PAGE EXCERPT:
Angelina Vidal (1847 – 1917) was a Portuguese writer, editor noted for her support of the republic, women's rights and education for women.

Life
Vidal was born in São José in 1847. Her parents were Joaquim Casimiro Júnior and Rita Adelaide de Jesus. Her father was married to Maria do Carmo Figueiredo and as a result she had a half-sister named Carlota Joaquina da Silva Faria who died in 1913. At the age of nine she was an orphan.

She married in 1872. Her work Death of Satan was published in 1879. After twelve years of her marriage she separated from her husband. Divorce was impossible and her husband gained the custody of their children. In 1886 she published To the Portuguese workers which encouraged workers to campaign for a 12-hour day as at that time the standard working day was 15 hours.

Her husband died in 1894.

In 1901 she faced financial hardship. She had to turn to the charity of tobacco workers. This was not short-term and she had to ask again 1904.

Death and legacy

Vidal died in Anjos. A plaque was placed on her house although it is believed that the date on the plaque is wrong.  She was one of the first women in Portugal who were concerned with women's subordinate status and in particular about improving the educational opportunities for Women in Portugal together with Francisca Wood, Alice Pestana, Carolina Michaëlis de Vasconcelos, Alice Moderno, Maria Amália Vaz de Carvalho, Antónia Pusich and Guiomar Torrezão. A street is named for her in Lisbon.

Works

Publications 
 Morte de Satan, (1879)
 A Noite do Espírito, (1887)
 Ícaro, (1902)
 Jesus no Templo, (1881)
 Jessa Helfmann às Mães, Lisbon (1881)
 O Marquês de Pombal à luz da Filosofia, Lisbon, (1882)
 O Ultrage. Dedicado ao Major de Quillinan, Lisbon, (1883)
 Folhas Soltas, (1887)
 A Provocação. Carta ao Rei, (1887)

TASK 1: In the Angelina Vidal biography, how many hours was the standard working day when she published To the Portuguese workers?
TASK 2: Copy everything in the Angelina Vidal biography from "Vidal died in" down to "luz da Filosofia, Lisbon, (1882)", renaming "Lisbon" as "Lisboa" throughout.

SOURCE DATA:
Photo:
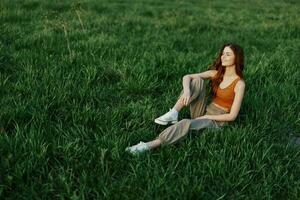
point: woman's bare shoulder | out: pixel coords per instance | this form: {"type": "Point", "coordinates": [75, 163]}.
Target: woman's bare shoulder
{"type": "Point", "coordinates": [240, 85]}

EXERCISE OUTPUT 1: 15 hours

EXERCISE OUTPUT 2:
Vidal died in Anjos. A plaque was placed on her house although it is believed that the date on the plaque is wrong.  She was one of the first women in Portugal who were concerned with women's subordinate status and in particular about improving the educational opportunities for Women in Portugal together with Francisca Wood, Alice Pestana, Carolina Michaëlis de Vasconcelos, Alice Moderno, Maria Amália Vaz de Carvalho, Antónia Pusich and Guiomar Torrezão. A street is named for her in Lisboa.

Works

Publications 
 Morte de Satan, (1879)
 A Noite do Espírito, (1887)
 Ícaro, (1902)
 Jesus no Templo, (1881)
 Jessa Helfmann às Mães, Lisboa (1881)
 O Marquês de Pombal à luz da Filosofia, Lisboa, (1882)